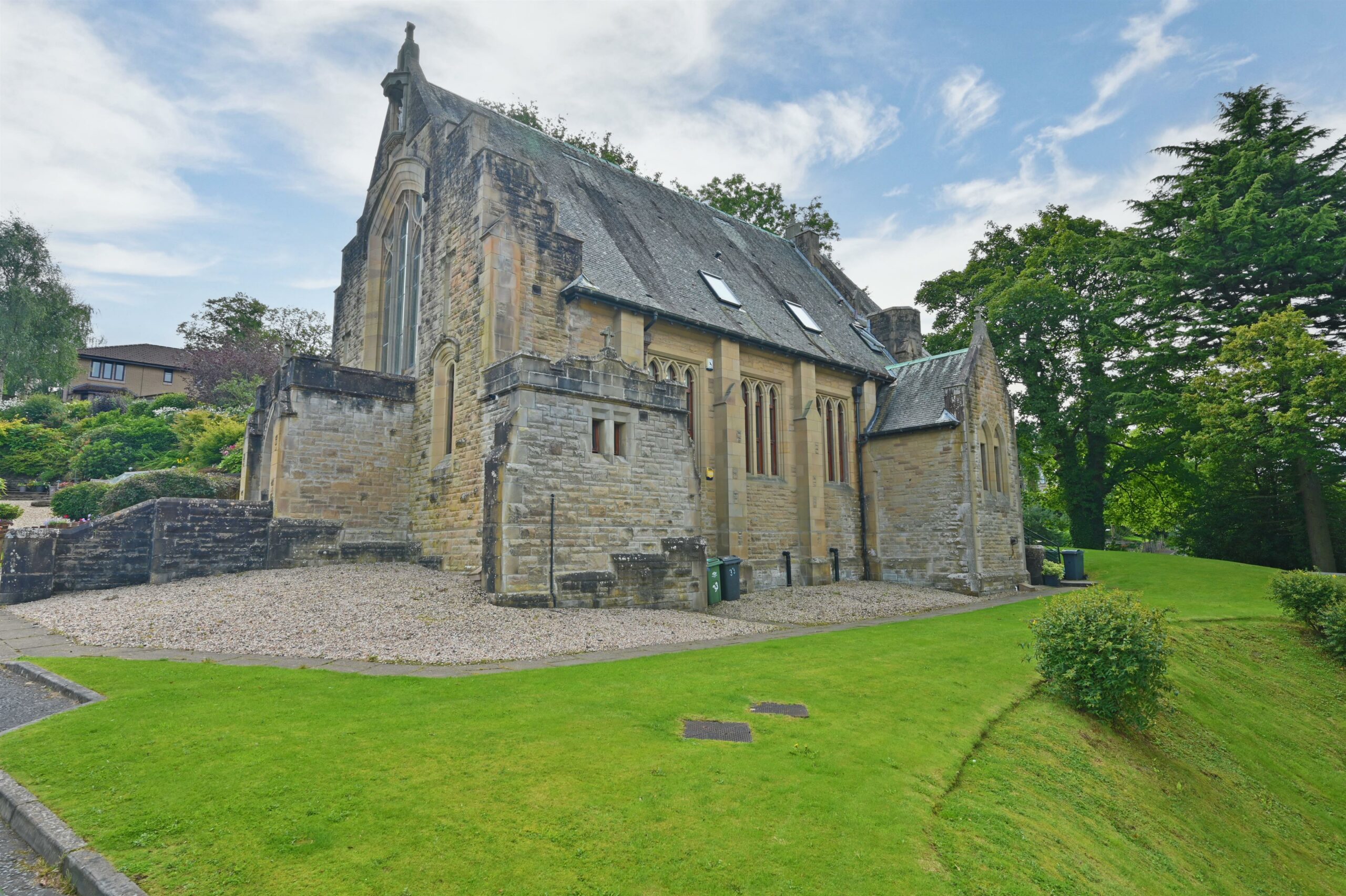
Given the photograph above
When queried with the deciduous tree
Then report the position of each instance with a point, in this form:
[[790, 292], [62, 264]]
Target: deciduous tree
[[1271, 408], [1065, 331], [45, 328]]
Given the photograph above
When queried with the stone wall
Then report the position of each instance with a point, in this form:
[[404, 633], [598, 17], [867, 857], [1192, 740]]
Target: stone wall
[[999, 521], [624, 514], [171, 538], [115, 551], [920, 497], [940, 518], [334, 443], [206, 537]]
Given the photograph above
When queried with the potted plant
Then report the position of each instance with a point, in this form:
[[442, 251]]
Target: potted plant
[[8, 513]]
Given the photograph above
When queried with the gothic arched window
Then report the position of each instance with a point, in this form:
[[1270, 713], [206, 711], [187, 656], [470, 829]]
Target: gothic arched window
[[761, 431], [774, 418], [402, 286], [691, 404], [833, 412]]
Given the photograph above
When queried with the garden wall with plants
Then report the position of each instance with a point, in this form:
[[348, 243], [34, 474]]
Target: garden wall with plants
[[170, 538]]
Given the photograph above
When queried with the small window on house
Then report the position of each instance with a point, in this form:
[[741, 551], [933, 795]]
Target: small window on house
[[720, 290], [774, 452], [448, 410], [835, 440], [831, 443], [803, 315], [748, 427], [691, 405]]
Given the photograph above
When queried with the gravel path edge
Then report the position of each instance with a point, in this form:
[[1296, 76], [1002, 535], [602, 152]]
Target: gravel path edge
[[87, 870]]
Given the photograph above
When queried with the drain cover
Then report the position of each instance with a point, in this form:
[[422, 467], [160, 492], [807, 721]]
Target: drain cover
[[799, 711], [706, 730]]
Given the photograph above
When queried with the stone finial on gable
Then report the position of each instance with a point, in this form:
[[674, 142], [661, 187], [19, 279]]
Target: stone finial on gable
[[979, 324], [410, 52]]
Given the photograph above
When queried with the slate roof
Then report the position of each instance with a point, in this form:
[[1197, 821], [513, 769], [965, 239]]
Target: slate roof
[[645, 245], [914, 400], [140, 353]]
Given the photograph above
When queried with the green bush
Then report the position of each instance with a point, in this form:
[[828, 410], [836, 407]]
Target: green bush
[[78, 501], [1106, 653], [233, 462], [45, 411], [1332, 623], [172, 400], [145, 436], [162, 483], [219, 436], [32, 450], [1304, 595], [101, 461]]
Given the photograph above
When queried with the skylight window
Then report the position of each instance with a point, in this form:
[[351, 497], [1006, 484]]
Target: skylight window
[[722, 290], [803, 315]]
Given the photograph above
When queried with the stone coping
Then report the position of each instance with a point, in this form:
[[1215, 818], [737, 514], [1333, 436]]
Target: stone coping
[[87, 871]]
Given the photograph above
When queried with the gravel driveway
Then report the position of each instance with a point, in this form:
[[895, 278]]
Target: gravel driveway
################
### WHAT IS BEING ASKED
Every line of the data above that includes "driveway" should be listed.

### RESULT OF THE TASK
When queried with the gravel driveway
Target: gravel driveway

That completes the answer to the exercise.